START AVAILABLE DATA

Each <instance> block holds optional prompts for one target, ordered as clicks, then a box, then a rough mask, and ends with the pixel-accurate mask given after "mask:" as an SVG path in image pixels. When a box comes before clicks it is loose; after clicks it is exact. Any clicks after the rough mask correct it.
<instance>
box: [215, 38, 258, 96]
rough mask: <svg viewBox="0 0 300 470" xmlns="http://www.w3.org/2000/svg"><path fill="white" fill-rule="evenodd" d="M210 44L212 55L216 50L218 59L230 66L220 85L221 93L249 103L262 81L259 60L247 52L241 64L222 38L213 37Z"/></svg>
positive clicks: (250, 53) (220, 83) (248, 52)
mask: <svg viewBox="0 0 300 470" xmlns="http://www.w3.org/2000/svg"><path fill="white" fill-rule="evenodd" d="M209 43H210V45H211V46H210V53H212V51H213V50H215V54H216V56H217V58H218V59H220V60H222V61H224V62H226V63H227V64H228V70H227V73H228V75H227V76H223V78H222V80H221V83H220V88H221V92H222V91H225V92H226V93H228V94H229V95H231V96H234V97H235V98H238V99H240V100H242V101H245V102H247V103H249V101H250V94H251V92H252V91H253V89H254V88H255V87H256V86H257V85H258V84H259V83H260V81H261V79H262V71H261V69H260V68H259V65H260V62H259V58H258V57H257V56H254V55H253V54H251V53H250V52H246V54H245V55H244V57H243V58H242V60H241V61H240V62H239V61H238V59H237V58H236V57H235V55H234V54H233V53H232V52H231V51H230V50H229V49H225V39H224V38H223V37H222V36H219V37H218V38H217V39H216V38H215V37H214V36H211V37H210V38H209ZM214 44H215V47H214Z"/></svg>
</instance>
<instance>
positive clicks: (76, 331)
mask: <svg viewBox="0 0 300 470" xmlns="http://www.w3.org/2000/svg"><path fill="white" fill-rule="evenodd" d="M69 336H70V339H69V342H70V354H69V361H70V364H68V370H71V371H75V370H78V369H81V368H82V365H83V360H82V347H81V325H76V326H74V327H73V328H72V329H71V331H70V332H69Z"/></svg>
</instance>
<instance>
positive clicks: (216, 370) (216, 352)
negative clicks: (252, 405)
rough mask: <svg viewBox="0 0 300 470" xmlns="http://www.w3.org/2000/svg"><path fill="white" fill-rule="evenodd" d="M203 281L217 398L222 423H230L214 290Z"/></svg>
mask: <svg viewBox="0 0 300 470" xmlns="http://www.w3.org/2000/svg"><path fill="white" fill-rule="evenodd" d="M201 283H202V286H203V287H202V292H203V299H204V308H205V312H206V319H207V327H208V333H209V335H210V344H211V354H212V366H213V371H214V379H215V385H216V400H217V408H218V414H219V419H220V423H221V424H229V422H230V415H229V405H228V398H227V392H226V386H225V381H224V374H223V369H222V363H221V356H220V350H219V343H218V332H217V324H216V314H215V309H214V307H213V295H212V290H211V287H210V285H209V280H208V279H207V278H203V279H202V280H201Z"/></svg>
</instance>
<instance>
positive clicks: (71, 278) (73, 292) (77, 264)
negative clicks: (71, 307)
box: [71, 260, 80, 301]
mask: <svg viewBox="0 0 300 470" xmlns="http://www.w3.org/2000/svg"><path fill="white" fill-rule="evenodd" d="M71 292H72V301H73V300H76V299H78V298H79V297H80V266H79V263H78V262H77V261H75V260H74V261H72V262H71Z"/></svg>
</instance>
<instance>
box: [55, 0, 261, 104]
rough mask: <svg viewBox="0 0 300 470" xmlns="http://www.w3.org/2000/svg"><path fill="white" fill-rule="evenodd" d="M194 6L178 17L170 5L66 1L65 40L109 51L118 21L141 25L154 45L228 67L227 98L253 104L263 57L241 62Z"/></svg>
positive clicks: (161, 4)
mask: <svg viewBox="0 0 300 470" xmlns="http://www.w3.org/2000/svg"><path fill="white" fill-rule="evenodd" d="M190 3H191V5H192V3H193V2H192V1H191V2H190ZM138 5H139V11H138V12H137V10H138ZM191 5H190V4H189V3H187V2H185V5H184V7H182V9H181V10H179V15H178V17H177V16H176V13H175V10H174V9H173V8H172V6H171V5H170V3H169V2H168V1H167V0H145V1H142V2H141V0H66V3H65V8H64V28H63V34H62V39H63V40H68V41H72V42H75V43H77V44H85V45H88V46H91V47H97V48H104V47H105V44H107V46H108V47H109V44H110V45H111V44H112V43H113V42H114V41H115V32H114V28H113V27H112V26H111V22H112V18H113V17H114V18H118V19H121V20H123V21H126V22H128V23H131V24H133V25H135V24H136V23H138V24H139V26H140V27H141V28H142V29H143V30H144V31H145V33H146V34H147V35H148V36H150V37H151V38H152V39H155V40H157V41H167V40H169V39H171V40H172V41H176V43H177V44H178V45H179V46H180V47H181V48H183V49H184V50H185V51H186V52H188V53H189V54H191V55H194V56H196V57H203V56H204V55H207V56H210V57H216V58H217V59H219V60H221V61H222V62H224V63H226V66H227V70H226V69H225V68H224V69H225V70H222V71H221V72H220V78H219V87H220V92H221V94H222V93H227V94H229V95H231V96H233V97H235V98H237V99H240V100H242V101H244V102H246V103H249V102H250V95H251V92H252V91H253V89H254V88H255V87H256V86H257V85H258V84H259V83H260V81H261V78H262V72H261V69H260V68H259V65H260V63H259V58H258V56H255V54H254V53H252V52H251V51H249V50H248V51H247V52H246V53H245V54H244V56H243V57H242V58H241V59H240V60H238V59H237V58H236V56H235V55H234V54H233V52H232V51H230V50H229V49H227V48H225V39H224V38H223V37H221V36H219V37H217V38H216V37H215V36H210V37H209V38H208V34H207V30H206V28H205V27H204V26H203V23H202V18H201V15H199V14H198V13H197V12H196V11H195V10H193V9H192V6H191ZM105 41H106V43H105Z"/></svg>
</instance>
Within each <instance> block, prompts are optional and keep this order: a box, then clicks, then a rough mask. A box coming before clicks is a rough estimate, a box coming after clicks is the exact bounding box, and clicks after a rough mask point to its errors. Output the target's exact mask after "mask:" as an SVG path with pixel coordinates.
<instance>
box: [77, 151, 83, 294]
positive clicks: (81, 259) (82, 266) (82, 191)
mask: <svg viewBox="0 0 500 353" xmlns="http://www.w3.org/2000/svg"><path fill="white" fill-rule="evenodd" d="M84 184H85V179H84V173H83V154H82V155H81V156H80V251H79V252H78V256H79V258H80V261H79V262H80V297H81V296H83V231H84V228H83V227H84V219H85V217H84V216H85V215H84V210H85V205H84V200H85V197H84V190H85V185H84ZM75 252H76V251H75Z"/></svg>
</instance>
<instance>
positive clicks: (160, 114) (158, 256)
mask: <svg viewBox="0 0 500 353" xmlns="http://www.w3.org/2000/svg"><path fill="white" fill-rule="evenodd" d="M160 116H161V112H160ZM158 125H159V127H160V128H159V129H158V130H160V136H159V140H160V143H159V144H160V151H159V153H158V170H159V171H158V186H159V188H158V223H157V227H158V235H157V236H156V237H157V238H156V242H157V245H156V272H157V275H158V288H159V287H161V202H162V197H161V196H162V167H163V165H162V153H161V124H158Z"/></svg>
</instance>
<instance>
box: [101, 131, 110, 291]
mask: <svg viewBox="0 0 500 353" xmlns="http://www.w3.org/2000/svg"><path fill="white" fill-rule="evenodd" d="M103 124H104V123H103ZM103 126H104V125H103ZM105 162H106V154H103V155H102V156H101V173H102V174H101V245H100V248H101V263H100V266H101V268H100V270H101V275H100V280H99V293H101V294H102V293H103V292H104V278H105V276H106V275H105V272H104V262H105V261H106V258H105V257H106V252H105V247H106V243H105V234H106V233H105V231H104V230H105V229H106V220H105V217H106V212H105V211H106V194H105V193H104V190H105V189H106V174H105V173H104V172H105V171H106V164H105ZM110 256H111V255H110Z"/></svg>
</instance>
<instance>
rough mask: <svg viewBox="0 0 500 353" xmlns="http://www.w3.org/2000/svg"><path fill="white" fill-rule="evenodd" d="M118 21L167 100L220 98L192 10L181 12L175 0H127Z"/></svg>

END AVAILABLE DATA

§ YOUR ASSIGNMENT
Please repeat word for word the lines above that run from the beginning through the line containing "44L212 55L216 50L218", keeping both the first and that last line.

§ SOLUTION FOR THIS TASK
Each <instance> block holds optional prompts for one target, ordered as clicks, then a box, then a rough mask, and ends with the pixel-accurate mask given after "mask:" as an SVG path in image pixels. When a box comes before clicks it is loose; after clicks it is exact. Any clicks after the rough mask correct it.
<instance>
box: [215, 38, 258, 96]
rough mask: <svg viewBox="0 0 300 470" xmlns="http://www.w3.org/2000/svg"><path fill="white" fill-rule="evenodd" d="M210 44L212 55L216 50L218 59L230 66L220 85L221 93L249 103L262 81L259 60L247 52L241 64L222 38L213 37Z"/></svg>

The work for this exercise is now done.